# Requirements
1. In the YouTube copyright article, from when will YouTube's new policy on music infringement take effect?
2. Please duplicate the YouTube copyright article from "YouTube takes copyright" up to and including "feel about that?".

━━━━━ Source extract

YouTube takes copyright law into their own hands with new policy on music infringement

From mid-September YouTube will implement its new policy on how copyright holders can deal with infringements of their music on the platform. The changes effect the way copyright is enforced on YouTube, and it begs the questions; are they making their own copyright rules? And, if they are, and they are, how do we feel about that?

As readers will know, an infringement of copyright in a song on YouTube would happen if someone uses it in their video without a licence or permission of the rights holder, unless they are benefitting from a copyright exception [although the technology cannot recognise the purpose of the use and so on YouTube copyright exceptions can only realistically be utilised by users who are knowledgeable enough to submit a counter notification or dispute a Content ID claim]. YouTube currently provides rightsholders with tools to help enforce their copyright on the platform which allows the rightsholder to mute, remove, monetise or leave the uploaded video.

However, YouTube have stated that they noticed a trend of aggressive manual claiming of very short music clips used in monetized videos. They say that this feels particularly unfair, as the claim transfers all the revenue from the creator to the claimant, regardless of the amount of music claimed. As a result, YouTube announced that they are changing their manual claiming policies “to improve fairness in the creator ecosystem, while still respecting copyright owners’ rights to prevent unlicensed use of their content.”

A copyright holder can make a claim on any video that uses their content without permission — regardless of how short the clip is – that enables them to either block the video or prevent the uploader from monetising the video. The Manual Claiming Tool enables copyright holders to receive all the revenue from a video that includes their content.

However, under the new policy, copyright owners will no longer be able to use the YouTube Manual Claiming Tool to monetise from creator videos that use “very short or unintentional uses of music”. This change only applies to claims made with the Manual Claiming tool, where the rightsholder actively reviews the videos, and not claims made through Content ID match system.

Cute but controlling.
Image: Paul Appleton
Without the option to monetise from the uploaders video, YouTube suggest that copyright owners might like to leave “very short or unintentional uses unclaimed”. Since the new policy was triggered by a trend of aggressive manual claiming, this seems unlikely! Most likely, copyright owners can simply choose to prevent monetisation of the video by the uploader or block the video altogether.

YouTube acknowledged that the changes might result in more blocked content in the short-term, but that they feel this is an important step toward striking the right balance over the long-term.

The change in policy could be considered a positive step towards balancing the rights of the copyright holders and the users, but will no doubt be unwelcomed by copyright holders because they are losing a revenue option.

In their statement, YouTube mention several times how they feel and what they feel is fair and unfair. It might seem that YouTube's feelings are representative of the movement towards platform control and enforcement of copyright rules. The risk of this is that these rules don’t necessarily correspond with the law. For example, what does YouTube deem to be “very short” or “unintentional”?

Under UK law there is a copyright exception for incidental inclusion in any event. But using a very short clip could still constitute an infringement. The difficulty is, it seems, that YouTube can only have an all or nothing monetising rule. This doesn’t reflect what would happen in a legal dispute, where the copyright holder would receive a percentage of the revenue.

━━━━━━━━━━
━━━━━ Recorded data

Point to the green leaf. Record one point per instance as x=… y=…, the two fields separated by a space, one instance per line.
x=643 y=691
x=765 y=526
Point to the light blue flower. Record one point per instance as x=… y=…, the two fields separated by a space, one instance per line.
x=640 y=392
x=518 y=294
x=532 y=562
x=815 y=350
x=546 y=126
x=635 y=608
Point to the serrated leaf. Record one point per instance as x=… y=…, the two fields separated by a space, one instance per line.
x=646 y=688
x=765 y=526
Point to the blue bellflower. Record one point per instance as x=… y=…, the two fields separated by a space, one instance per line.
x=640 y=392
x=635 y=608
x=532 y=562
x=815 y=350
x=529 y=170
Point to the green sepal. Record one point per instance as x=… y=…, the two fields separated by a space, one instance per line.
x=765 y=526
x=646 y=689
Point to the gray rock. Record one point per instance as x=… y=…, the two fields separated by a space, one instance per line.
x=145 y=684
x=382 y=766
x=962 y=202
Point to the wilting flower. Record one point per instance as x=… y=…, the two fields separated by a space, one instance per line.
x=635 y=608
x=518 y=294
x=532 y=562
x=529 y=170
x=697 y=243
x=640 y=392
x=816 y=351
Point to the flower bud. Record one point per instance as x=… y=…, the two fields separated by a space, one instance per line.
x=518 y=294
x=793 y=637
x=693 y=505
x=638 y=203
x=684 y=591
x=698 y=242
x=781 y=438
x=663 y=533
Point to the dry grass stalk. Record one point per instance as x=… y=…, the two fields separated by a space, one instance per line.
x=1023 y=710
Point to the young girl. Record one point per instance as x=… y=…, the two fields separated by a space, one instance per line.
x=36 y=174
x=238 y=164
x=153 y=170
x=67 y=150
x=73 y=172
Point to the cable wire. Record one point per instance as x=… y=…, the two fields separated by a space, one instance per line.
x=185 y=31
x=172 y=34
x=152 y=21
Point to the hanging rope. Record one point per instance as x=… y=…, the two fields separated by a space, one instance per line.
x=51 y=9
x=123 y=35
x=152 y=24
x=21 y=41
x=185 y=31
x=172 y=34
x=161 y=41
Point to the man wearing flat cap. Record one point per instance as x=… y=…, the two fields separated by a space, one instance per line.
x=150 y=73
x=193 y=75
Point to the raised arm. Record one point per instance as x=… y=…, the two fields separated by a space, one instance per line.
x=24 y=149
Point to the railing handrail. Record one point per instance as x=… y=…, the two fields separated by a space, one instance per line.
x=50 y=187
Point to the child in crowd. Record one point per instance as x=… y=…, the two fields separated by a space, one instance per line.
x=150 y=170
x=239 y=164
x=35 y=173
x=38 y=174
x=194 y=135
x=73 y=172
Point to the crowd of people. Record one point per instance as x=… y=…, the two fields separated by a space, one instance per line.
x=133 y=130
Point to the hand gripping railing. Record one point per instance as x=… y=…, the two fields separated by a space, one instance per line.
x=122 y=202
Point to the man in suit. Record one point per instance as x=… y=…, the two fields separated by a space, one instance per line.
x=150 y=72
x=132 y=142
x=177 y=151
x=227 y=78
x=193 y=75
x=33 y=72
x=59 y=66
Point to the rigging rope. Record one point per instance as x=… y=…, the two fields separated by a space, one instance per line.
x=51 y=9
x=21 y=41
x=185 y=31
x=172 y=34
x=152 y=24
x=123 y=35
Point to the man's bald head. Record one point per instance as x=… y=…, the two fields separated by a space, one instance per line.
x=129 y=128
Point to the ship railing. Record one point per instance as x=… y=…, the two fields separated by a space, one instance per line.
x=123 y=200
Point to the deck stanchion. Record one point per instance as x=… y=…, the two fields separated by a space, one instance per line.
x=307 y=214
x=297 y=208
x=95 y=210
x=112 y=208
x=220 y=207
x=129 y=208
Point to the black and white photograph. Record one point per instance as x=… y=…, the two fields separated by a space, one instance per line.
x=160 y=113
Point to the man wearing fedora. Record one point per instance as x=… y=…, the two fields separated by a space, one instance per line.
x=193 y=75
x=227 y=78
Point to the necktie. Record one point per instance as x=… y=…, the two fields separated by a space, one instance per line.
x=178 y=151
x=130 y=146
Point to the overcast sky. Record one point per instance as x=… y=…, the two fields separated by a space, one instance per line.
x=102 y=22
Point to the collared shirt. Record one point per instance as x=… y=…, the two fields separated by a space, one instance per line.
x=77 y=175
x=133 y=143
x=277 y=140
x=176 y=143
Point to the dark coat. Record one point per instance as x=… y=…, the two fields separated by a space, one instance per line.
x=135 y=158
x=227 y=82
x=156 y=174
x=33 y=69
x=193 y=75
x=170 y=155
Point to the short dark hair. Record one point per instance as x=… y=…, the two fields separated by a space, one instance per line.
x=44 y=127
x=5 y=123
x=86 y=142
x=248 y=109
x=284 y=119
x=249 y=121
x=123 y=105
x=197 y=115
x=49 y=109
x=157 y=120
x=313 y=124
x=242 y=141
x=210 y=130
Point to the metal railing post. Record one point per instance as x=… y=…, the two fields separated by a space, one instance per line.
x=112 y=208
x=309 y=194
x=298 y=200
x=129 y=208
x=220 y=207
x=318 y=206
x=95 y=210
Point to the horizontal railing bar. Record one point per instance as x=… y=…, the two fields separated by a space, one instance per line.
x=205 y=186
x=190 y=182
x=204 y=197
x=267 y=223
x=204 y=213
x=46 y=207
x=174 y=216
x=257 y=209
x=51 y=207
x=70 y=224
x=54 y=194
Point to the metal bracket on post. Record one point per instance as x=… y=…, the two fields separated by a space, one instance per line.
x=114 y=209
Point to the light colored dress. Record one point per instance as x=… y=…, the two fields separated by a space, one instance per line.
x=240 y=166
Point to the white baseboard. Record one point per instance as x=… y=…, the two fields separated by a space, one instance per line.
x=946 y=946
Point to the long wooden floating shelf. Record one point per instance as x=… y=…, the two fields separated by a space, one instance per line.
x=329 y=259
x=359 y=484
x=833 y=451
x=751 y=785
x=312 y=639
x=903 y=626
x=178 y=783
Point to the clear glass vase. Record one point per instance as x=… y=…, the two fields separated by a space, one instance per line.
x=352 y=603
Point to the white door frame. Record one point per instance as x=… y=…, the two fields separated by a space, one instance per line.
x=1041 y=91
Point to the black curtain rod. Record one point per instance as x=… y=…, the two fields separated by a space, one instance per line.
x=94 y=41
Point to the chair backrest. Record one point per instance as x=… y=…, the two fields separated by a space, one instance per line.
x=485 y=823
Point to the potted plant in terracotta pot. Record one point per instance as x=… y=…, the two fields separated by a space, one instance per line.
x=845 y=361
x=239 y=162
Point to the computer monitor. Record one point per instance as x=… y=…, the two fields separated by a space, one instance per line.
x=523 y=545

━━━━━━━━━━

# Problem solutions
1. From mid-September.

2.
YouTube takes copyright law into their own hands with new policy on music infringement

From mid-September YouTube will implement its new policy on how copyright holders can deal with infringements of their music on the platform. The changes effect the way copyright is enforced on YouTube, and it begs the questions; are they making their own copyright rules? And, if they are, and they are, how do we feel about that?